> _原文抜粋_
++++++

ハイウェイパイロットといった(部分的に)自動化されたシステム向けの精巧な機能は、単純に開発するのが難しいというだけではありません。そうしたシステムはいかなる状況においても、想定された機能以上の安全な動作を常に保証しなければなりません。実際の交通では車両はテストで検証すべき無数の状況に対応する必要があります。ただし、全てのテストを路上で実施できるわけではありません。しかし現状、ECUと直接リアルタイムに連携するシミュレーションソリューションすら、膨大な量のデータによって負荷が大きく捌ききれていない状態です。
テストオブジェクトとテストの分散
1つ目の柱であるテストオブジェクト向けのソリューションでは、テスト対象サブジェクト(SUT)、つまりテストする機能の実際のコードに重点を置いています。ここでは、テスト対象の制御ユニットと制御ユニットネットワークを直接用いて、または路上で、主要かつ決定的なテストを実行しなければなりません。必要な数のテストを実行するためには、テストのかなりの部分をSIL(Software-in-the-Loop)システム上で実行する必要があり、仮想化されたテストオブジェクトを必要とします。仮想テストオブジェクトを提供するための技術的な方法はいくつかあります。たとえば、適切なインターフェースを使用して、完全かつ実行可能なユニットとしてコードをシミュレーションシステムに統合する手法です。dSPACEは現在、コンテナ技術を用いて、このような統合の実用化に取り組んでいます。また、量産コードをバーチャルECU(V-ECU)として統合することもできます。dSPACE SystemDeskは、バスの接続からオペレーティングシステムの設定に至るまで、量産コードの統合におけるあらゆる利点を提供します。テストオブジェクトをどのように仮想化するかを決定するうえでは、テスト範囲が正確に定義されなければなりません。個別の機能を検証したいでしょうか?それともECUソフトウェア全体、もしくは特定箇所でしょうか?それらの要素が最終的にSUTの設計を決定することになります。
シミュレーション構成
2つ目の柱であるシミュレーション構成は、シミュレーションシステムとインフラストラクチャの両方に関係します。SILテクノロジを使用すると、シミュレーションを専用のリアルタイムハードウェアから切り離して動作させることができます。VEOSによって、dSPACEはSILテストの基盤として使用できるPCベースのシミュレーションおよび統合プラットフォームを提供します。この汎用性が特に重要なのは、2つの理由からです。1つめは環境があらゆる詳細なレベルにおいてシミュレートできる点です。モーターモデルやバッテリモデルだけでなく、これには特にあらゆる関連レベルの詳細ーオブジェクトリストから実際のセンサデータに至るまでーをシミュレートできるセンサモデルをも含みます。そして2つめは、そのゴールが高スループットのテストが実現できるよう、テスト構成を容易に拡充できるようになっている点です。公共のデータセンターや顧客向けのデータセンターといった多くのクラウドシステムでは、並行インスタンス化を複数回実行できるプラットフォームを提供するためにコンテナテクノロジや協調テクノロジを活用しています。dSPACEでは、VEOSインストレーションなどを含む事前設定済みのコンテナを提供することで、クラウドシステムとのシームレスなツールの統合に取り組んでいます。

++++++

> _設定課題 A_
自動運転システムのテストに関する抜粋を読み、次の問いに答えよ。
(i) 1つ目の柱であるテストオブジェクト向けのソリューションは何に重点を置いているか。
(ii) 量産コードの統合においてあらゆる利点を提供するとされるdSPACEの製品は何か。
(iii) dSPACEがSILテストの基盤として使えるPCベースのプラットフォームとして提供するものは何か。
上の抜粋とこの後の記録は互いに関係がない。

[ポイントラベリング用セットの記録]

++++++

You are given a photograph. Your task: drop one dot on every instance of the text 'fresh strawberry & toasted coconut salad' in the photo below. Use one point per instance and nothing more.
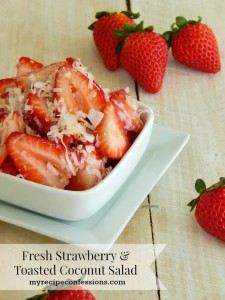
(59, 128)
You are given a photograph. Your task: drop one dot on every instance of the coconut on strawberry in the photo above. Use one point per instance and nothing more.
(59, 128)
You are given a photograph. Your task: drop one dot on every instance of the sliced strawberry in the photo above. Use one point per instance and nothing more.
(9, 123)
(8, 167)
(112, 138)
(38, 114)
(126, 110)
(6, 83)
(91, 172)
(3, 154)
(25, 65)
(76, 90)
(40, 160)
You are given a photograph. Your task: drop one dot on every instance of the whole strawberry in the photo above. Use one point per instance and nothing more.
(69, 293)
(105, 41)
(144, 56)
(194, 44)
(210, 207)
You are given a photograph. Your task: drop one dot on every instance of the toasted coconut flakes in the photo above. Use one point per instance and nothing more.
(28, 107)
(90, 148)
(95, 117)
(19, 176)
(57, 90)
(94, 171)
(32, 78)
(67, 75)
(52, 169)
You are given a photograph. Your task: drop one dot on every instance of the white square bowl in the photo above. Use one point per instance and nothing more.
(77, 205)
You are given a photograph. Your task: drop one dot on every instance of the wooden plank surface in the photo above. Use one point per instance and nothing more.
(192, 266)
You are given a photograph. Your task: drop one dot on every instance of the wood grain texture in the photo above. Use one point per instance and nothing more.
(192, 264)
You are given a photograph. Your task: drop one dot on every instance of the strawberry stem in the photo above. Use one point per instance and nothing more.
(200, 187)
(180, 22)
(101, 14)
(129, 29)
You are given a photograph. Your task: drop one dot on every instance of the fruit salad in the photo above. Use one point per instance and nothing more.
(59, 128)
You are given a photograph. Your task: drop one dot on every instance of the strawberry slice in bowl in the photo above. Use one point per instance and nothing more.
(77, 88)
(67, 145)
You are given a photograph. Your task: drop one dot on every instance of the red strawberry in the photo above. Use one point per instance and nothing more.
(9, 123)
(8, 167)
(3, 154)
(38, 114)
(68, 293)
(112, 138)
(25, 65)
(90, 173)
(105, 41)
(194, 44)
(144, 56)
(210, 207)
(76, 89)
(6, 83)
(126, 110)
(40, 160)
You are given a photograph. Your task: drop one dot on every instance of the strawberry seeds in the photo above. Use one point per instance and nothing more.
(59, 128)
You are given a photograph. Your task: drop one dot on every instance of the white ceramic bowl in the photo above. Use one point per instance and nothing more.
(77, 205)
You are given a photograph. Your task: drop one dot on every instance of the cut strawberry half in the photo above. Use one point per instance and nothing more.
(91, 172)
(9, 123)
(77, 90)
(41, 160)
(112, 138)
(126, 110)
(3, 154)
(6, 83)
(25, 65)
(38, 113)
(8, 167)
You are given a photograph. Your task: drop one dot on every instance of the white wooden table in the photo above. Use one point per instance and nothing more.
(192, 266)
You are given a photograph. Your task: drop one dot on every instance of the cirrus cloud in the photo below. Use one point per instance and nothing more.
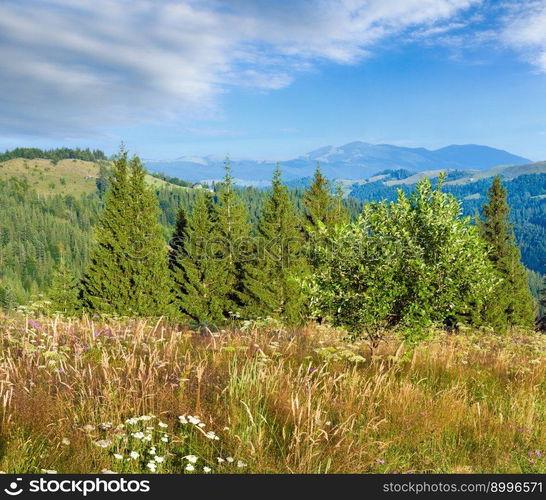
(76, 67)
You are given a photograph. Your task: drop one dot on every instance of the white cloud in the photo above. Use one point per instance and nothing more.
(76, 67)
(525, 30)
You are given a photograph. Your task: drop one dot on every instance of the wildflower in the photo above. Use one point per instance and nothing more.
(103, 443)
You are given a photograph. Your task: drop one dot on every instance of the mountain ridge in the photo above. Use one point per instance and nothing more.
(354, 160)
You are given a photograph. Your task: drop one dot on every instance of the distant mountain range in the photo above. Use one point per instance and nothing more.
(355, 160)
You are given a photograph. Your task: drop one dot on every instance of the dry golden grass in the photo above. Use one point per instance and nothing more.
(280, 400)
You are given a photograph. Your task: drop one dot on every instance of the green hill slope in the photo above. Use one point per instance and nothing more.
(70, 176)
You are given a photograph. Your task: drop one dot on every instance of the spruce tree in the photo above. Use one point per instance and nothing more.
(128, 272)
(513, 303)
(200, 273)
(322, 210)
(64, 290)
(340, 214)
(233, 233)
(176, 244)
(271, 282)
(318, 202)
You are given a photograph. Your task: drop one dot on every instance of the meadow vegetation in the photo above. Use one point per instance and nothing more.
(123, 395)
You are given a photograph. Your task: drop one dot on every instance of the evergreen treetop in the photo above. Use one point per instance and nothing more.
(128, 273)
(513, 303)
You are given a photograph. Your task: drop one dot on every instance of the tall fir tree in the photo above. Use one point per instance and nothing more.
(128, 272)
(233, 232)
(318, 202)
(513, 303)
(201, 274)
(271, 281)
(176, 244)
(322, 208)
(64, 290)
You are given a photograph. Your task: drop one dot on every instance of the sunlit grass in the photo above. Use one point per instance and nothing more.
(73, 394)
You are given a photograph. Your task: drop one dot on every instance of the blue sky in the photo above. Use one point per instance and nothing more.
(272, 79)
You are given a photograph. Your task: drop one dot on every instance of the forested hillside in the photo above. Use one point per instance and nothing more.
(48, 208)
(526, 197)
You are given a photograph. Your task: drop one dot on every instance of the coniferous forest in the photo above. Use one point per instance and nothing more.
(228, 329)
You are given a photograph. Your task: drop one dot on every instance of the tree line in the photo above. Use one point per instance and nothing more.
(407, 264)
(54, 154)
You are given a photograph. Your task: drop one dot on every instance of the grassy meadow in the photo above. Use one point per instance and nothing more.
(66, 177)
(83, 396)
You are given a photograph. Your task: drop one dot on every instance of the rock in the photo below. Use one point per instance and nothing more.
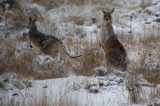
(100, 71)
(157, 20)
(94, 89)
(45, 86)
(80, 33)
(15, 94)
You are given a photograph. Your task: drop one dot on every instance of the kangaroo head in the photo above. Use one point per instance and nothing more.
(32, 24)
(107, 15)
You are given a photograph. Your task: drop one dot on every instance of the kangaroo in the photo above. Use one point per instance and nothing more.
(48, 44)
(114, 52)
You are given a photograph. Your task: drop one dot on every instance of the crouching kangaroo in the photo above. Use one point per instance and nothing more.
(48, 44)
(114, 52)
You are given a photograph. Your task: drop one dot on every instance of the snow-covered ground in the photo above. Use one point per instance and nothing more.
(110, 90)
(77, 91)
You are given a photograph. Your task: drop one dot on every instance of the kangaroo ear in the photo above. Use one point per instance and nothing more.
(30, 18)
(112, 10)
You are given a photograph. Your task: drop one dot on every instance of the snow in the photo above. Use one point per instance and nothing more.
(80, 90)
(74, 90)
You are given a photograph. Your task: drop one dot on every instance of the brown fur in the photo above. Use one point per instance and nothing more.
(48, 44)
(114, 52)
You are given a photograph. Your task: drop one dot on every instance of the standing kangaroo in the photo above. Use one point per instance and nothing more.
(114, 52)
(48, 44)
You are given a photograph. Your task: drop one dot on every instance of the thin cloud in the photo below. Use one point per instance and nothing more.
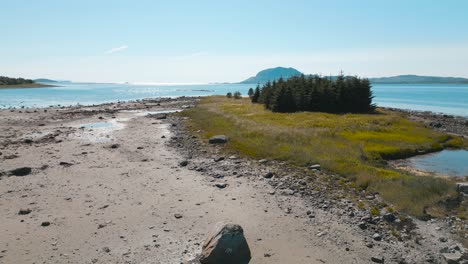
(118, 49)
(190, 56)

++++++

> _設定課題 B_
記録のうち、「of the brown」を含む行から記録の最後までの部分を一字一句違えずに書き写せ。画像は解答に含めないこと。

> _記述解答 A_
(i) テスト対象サブジェクト(SUT)、つまりテストする機能の実際のコード
(ii) dSPACE SystemDesk
(iii) VEOS

> _記述解答 B_
You are given a photograph. Your task: drop one dot on every instance of the brown fur in the photo above. Use one point per instance and nothing more.
(48, 44)
(114, 52)
You are given a photograph. Your task: drop one dot on every instance of the standing kangaroo in the photo above. Use one point per instance and nothing more.
(114, 52)
(48, 44)
You are given a photograph. Your task: drop one dot on every instance of the thin cloud in the photo below. Use one point per instance and nothing more.
(118, 49)
(190, 56)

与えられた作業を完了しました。